Task statement —
Return the lines from the one containing "The query is: man with dark hair" through the one containing "(353, 63), (359, 74)", both included, copying them without any change.

Entries for locating named things
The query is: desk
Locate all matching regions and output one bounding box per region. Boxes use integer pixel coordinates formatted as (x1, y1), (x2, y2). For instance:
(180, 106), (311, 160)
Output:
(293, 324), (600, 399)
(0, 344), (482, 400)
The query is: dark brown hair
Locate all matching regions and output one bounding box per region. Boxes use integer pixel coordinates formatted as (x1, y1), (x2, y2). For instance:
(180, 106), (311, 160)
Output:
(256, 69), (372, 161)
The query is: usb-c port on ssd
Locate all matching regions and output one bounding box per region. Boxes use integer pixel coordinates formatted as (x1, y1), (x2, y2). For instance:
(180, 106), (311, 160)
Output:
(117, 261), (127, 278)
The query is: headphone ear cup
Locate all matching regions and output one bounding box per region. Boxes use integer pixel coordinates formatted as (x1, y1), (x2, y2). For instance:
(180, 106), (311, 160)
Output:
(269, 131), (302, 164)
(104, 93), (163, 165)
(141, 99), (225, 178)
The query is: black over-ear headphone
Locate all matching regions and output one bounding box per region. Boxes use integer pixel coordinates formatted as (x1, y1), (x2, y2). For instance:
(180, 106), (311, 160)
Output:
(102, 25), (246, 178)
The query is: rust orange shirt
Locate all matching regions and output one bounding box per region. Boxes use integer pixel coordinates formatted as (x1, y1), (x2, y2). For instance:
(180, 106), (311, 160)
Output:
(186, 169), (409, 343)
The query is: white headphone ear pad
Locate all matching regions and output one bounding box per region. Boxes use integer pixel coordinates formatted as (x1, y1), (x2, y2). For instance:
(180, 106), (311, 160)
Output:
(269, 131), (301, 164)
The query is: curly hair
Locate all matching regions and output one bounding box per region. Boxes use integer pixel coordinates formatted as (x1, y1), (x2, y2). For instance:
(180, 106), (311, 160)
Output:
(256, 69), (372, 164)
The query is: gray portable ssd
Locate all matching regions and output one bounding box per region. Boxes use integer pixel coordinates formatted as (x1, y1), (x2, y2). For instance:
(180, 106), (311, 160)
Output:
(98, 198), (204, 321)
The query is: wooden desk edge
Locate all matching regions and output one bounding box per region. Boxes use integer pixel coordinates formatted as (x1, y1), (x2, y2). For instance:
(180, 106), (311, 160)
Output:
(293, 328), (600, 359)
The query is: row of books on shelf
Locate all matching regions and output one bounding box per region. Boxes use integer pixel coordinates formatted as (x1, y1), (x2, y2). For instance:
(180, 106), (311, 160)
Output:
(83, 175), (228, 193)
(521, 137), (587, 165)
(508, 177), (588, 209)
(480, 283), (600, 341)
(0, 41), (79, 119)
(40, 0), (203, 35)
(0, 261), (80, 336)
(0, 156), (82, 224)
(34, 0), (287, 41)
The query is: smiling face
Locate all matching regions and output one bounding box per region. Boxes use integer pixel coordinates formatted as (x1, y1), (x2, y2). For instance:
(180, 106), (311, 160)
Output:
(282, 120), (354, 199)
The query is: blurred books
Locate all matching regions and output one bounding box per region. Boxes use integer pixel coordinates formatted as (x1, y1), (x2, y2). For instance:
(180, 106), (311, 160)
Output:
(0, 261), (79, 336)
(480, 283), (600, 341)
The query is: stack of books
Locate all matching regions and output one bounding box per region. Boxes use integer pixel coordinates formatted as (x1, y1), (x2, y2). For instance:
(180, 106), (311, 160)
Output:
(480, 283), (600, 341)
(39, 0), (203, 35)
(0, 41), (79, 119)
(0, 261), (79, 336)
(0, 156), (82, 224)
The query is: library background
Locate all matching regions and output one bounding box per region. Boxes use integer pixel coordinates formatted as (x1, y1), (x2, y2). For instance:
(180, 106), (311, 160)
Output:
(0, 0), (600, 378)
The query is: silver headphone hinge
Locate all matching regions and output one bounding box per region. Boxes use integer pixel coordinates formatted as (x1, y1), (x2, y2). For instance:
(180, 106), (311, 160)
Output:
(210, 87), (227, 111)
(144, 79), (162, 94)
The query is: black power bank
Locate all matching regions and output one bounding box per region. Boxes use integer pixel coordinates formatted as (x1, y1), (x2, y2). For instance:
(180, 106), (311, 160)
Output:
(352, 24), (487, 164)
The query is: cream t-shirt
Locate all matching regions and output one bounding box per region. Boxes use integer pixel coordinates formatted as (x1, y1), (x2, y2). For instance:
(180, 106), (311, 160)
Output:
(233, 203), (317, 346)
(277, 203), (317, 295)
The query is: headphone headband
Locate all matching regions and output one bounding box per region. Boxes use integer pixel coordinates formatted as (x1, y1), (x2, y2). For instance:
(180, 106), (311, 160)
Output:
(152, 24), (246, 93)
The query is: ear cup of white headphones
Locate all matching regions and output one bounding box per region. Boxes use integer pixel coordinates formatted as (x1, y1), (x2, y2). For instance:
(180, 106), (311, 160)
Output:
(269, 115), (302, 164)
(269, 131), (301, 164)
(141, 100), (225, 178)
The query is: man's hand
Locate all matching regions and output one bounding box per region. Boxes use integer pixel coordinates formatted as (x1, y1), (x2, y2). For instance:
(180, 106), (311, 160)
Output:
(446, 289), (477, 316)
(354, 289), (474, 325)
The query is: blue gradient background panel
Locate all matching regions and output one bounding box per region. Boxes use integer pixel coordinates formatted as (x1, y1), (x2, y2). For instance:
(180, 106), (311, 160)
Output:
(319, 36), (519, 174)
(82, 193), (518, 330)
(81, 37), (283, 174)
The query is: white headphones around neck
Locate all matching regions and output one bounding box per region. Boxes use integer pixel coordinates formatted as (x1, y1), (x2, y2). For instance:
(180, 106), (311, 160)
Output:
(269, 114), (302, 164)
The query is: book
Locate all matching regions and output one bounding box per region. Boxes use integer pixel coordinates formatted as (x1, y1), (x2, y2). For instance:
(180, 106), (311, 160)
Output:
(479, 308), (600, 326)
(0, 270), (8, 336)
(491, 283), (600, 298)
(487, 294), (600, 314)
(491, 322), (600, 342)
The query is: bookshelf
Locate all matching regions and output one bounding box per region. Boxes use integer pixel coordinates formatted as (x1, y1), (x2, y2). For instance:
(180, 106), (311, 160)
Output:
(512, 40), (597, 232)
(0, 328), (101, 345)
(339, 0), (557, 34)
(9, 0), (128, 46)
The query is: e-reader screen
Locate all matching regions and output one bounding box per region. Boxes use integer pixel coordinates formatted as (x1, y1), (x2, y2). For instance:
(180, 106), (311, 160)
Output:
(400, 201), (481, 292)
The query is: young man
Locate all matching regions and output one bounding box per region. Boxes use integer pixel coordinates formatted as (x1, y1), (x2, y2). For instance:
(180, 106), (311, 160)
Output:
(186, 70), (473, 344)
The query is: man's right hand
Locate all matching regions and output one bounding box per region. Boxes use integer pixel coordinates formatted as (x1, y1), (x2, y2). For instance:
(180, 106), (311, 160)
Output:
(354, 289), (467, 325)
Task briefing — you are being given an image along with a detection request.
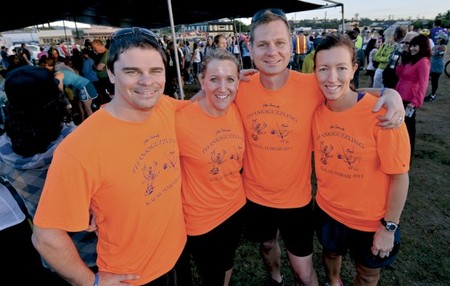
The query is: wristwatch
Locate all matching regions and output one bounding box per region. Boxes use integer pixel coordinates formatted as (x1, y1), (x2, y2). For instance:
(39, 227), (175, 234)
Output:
(380, 218), (398, 232)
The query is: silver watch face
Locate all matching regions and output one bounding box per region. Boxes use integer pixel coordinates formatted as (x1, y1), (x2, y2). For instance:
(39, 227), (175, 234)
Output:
(386, 222), (397, 231)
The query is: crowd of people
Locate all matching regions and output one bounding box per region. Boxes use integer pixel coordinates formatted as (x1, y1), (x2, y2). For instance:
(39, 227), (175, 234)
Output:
(0, 6), (448, 286)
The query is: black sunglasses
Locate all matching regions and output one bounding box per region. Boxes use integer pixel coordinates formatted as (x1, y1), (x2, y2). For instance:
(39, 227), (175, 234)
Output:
(252, 8), (286, 23)
(111, 27), (158, 41)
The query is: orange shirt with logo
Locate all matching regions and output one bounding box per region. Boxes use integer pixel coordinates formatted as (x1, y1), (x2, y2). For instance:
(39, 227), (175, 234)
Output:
(313, 94), (410, 231)
(236, 70), (323, 208)
(34, 96), (187, 285)
(176, 102), (246, 235)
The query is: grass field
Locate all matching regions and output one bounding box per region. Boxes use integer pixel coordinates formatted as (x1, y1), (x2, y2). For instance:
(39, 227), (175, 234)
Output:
(184, 55), (450, 286)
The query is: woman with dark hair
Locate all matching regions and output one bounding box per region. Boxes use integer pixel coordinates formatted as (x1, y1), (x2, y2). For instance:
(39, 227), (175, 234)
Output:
(395, 35), (431, 157)
(312, 34), (410, 286)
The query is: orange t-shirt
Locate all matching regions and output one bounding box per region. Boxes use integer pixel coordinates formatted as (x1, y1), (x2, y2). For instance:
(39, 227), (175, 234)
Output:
(313, 94), (410, 231)
(176, 102), (246, 235)
(236, 71), (323, 208)
(34, 96), (187, 285)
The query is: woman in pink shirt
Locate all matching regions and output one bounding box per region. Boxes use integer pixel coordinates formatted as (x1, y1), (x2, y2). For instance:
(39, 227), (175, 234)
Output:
(396, 35), (431, 159)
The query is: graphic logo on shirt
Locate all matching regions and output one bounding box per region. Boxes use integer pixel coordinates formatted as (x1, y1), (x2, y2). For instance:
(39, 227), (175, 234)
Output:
(320, 141), (334, 165)
(252, 119), (267, 141)
(337, 146), (361, 171)
(209, 146), (244, 175)
(142, 162), (160, 196)
(142, 151), (177, 196)
(270, 122), (291, 142)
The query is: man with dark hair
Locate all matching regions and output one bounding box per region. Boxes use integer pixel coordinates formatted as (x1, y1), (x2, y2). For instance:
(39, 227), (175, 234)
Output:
(32, 27), (189, 286)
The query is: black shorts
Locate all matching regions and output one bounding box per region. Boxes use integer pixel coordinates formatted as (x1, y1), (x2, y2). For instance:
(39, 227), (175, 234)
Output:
(245, 200), (314, 257)
(186, 208), (244, 285)
(314, 204), (400, 268)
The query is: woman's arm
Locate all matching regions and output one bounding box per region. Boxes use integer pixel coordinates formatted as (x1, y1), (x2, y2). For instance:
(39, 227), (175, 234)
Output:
(372, 173), (409, 257)
(358, 88), (405, 129)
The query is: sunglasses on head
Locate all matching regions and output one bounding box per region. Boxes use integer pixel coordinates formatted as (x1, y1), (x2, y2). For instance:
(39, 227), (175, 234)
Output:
(252, 8), (286, 23)
(111, 27), (158, 41)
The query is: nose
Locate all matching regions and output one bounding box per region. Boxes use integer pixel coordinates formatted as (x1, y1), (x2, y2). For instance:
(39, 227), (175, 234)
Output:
(139, 73), (153, 85)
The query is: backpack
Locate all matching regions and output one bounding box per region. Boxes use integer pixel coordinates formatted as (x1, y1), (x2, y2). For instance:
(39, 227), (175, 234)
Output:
(356, 49), (366, 71)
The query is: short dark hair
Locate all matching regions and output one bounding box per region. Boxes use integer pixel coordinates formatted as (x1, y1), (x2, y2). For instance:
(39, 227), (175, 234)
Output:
(5, 65), (67, 157)
(106, 27), (167, 73)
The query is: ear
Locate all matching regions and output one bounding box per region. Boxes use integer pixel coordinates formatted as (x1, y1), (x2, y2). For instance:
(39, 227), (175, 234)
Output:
(106, 68), (115, 84)
(353, 63), (359, 74)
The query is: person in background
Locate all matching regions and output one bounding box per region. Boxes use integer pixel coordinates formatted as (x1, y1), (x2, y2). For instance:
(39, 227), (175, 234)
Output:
(302, 37), (322, 73)
(347, 30), (366, 88)
(396, 35), (431, 158)
(0, 177), (49, 286)
(1, 46), (9, 70)
(419, 29), (434, 50)
(312, 34), (410, 286)
(235, 8), (404, 285)
(203, 36), (214, 54)
(425, 32), (448, 102)
(383, 25), (408, 88)
(0, 65), (97, 285)
(92, 39), (114, 106)
(176, 49), (246, 286)
(32, 27), (190, 286)
(352, 27), (364, 49)
(239, 35), (253, 69)
(366, 37), (383, 86)
(214, 34), (227, 50)
(43, 59), (98, 122)
(292, 30), (310, 71)
(430, 19), (448, 44)
(37, 47), (48, 62)
(57, 39), (70, 59)
(372, 28), (395, 88)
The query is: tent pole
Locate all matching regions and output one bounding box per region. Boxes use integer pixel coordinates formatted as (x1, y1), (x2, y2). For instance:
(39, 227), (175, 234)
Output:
(166, 0), (184, 99)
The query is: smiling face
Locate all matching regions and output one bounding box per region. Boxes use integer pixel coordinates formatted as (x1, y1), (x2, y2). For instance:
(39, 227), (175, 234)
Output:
(315, 46), (358, 109)
(108, 48), (166, 119)
(200, 59), (239, 116)
(250, 19), (292, 75)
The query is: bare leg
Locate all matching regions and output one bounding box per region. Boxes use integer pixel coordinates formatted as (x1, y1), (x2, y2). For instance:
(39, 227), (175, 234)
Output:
(355, 264), (380, 286)
(83, 99), (93, 118)
(261, 233), (283, 282)
(322, 252), (342, 286)
(223, 269), (233, 286)
(288, 251), (319, 286)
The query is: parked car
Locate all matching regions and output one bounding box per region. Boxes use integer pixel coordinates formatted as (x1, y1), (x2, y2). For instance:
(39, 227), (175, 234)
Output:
(8, 44), (40, 61)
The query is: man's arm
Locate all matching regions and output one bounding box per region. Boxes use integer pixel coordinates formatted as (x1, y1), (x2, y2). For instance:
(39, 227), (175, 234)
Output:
(358, 88), (405, 129)
(31, 227), (139, 286)
(31, 225), (95, 285)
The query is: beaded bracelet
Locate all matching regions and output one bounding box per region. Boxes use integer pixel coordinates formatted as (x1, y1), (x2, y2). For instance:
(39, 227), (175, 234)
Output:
(94, 273), (100, 286)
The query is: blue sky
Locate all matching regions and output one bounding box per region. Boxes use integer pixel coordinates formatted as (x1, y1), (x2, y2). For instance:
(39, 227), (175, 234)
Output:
(51, 0), (450, 28)
(288, 0), (450, 20)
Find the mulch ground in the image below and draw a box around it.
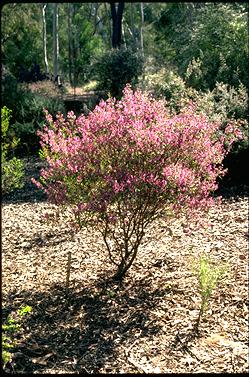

Task solution —
The query is: man with dark hair
Locate all matching regions and output one bounding box per region. Boxes use integer pixel coordinates formatted as (x1, y1), (x2, y2). For instance:
(39, 227), (175, 234)
Output:
(32, 27), (189, 286)
The query is: black shorts
Locate all matching regions and output one bounding box per region. Boxes use integer pixel coordinates formatted as (x1, y1), (x2, y2). For instance:
(39, 227), (175, 234)
Output:
(245, 200), (314, 257)
(186, 208), (244, 285)
(314, 204), (400, 268)
The query is: woman's arm
Locate all matching regions and output one bounding box per region. Boxes use integer pixel coordinates formatted as (x1, y1), (x2, y2). For instance:
(39, 227), (175, 234)
Output:
(372, 173), (409, 257)
(358, 88), (405, 129)
The query is: sunglasses on head
Locate all matching regions and output one bounding box per region. Boxes use integer pixel coordinates formatted as (x1, y1), (x2, y2). For instance:
(39, 227), (175, 234)
Output:
(252, 8), (286, 23)
(111, 27), (158, 41)
The query is: nose
Locate all matching regions and output one bounding box per region. Boxes use integer pixel coordinates formatted as (x1, y1), (x2, y2). For instance:
(39, 227), (175, 234)
Output:
(139, 73), (153, 85)
The query is: backpack
Locate all matching regions and output one bounding box per region. Boxes use integer pixel coordinates formatted as (x1, y1), (x2, y2). For instance:
(39, 227), (175, 234)
Output:
(356, 49), (366, 71)
The query is: short dark hair
Locate all matching regions and output one bounding box per region. Boxes use integer pixel coordinates formatted as (x1, y1), (x2, y2). For instance:
(39, 227), (175, 234)
Output:
(5, 65), (67, 157)
(106, 27), (167, 73)
The query is: ear
Locate all matching regions and output one bounding box per region. Boxes use integer pixel coordinates formatted as (x1, y1), (x2, y2). For instance:
(39, 227), (175, 234)
Output:
(106, 68), (115, 84)
(353, 63), (359, 74)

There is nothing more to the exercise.